Required work: Identify every line in the entries that contains the word "pale", and copy each of those lines. Case counts.

___ Records shown ___

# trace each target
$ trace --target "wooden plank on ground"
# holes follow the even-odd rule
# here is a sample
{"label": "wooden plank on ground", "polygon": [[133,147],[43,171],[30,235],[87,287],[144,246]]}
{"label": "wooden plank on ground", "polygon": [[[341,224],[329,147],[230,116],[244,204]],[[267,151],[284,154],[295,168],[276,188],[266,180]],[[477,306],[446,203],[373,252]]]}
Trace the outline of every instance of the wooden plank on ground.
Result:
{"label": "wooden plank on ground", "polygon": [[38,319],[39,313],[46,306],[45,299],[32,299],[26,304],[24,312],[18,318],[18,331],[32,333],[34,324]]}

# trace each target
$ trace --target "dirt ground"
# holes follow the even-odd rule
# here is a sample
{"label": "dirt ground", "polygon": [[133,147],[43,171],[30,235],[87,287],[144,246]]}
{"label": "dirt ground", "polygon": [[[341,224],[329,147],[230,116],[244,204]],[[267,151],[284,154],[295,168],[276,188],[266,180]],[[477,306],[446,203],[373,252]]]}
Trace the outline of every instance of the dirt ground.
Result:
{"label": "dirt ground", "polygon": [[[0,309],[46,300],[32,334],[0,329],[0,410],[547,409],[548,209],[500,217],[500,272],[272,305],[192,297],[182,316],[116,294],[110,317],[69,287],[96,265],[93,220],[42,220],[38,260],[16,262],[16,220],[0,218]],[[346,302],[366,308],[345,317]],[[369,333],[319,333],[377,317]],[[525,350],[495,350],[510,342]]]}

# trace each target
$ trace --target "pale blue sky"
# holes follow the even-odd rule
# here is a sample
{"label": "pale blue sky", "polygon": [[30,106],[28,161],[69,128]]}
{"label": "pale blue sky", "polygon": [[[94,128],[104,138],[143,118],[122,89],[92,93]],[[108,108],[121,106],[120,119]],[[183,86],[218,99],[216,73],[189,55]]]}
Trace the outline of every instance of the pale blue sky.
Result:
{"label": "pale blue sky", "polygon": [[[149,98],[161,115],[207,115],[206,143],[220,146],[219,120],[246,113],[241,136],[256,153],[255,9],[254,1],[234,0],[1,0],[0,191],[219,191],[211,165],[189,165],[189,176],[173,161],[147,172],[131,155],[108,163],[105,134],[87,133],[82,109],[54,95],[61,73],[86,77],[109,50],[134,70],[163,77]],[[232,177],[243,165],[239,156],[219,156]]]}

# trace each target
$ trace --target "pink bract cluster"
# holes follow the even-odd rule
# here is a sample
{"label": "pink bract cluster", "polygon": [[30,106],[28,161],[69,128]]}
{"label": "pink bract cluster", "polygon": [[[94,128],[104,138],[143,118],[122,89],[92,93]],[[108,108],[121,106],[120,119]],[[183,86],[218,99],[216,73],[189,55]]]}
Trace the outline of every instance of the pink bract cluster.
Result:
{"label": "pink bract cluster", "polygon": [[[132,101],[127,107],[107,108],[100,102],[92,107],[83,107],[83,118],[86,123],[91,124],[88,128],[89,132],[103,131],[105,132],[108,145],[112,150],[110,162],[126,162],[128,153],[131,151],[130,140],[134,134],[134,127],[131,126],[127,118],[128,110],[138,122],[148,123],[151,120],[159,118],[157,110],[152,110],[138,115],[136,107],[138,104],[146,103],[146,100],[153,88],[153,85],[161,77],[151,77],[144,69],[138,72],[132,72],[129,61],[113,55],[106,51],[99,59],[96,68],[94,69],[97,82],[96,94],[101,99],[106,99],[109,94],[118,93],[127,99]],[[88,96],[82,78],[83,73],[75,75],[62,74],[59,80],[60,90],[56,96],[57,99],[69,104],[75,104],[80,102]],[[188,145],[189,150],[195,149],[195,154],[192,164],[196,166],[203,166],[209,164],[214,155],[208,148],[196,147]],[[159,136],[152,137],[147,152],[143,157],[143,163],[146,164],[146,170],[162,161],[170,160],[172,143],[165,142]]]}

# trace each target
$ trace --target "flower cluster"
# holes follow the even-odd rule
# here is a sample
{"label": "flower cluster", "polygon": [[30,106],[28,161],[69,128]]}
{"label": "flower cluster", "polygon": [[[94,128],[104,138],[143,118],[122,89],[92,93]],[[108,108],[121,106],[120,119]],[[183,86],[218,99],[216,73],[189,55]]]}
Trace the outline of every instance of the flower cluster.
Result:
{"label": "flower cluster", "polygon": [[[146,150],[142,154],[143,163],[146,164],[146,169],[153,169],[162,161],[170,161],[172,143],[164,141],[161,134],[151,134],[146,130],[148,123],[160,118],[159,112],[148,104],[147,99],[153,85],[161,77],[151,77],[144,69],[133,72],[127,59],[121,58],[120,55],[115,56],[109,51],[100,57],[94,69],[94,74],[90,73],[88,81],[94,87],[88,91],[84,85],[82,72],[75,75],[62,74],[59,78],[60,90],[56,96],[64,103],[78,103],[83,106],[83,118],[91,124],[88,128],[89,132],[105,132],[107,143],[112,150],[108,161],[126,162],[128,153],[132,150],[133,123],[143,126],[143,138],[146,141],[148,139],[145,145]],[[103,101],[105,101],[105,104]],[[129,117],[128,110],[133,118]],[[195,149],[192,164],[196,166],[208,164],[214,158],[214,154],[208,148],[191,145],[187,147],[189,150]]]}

___
___ Records shown ___

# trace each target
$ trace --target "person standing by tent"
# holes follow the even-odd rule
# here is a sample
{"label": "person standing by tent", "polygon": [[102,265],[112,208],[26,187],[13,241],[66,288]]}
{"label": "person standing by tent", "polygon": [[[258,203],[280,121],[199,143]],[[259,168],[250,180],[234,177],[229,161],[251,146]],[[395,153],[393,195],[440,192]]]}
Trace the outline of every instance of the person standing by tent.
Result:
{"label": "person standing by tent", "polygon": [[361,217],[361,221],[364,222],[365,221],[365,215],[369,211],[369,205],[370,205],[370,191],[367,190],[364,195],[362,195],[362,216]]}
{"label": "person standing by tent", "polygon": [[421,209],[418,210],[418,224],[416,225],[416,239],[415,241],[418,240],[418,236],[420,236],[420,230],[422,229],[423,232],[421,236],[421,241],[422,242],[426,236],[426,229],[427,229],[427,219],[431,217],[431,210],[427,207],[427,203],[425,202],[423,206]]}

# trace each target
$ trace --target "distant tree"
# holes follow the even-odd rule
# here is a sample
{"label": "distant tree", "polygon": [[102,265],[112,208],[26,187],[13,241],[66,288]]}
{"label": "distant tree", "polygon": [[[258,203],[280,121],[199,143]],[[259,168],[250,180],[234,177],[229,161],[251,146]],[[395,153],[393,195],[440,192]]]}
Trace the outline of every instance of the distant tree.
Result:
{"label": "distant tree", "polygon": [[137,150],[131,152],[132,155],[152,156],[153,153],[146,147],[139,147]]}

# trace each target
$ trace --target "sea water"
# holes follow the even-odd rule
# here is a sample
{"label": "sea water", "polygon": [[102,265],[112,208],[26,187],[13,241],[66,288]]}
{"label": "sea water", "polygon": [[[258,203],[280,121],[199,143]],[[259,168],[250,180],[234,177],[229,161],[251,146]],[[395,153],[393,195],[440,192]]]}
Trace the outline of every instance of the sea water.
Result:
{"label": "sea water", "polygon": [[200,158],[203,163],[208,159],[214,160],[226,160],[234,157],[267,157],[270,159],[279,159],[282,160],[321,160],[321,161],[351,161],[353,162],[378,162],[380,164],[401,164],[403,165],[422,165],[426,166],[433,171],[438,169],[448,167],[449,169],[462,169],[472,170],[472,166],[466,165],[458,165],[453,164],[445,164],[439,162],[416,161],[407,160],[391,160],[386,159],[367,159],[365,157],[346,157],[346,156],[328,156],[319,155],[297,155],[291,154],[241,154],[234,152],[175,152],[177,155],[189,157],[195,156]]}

___

Solution to the problem:
$ trace --target "pale blue sky"
{"label": "pale blue sky", "polygon": [[30,106],[28,161],[69,128]]}
{"label": "pale blue sky", "polygon": [[[94,128],[104,138],[143,118],[122,89],[92,93]],[[108,108],[121,106],[120,119]],[[183,86],[218,99],[216,73],[189,55]]]}
Trace the outline of every instance of the pale blue sky.
{"label": "pale blue sky", "polygon": [[[149,98],[161,115],[207,115],[206,143],[220,146],[219,120],[246,113],[241,136],[256,153],[255,9],[254,1],[234,0],[1,0],[0,191],[219,191],[211,165],[189,165],[189,176],[173,161],[147,172],[131,155],[108,163],[105,134],[87,133],[82,109],[54,95],[61,73],[86,77],[109,50],[134,70],[163,77]],[[232,177],[243,165],[239,156],[219,156]]]}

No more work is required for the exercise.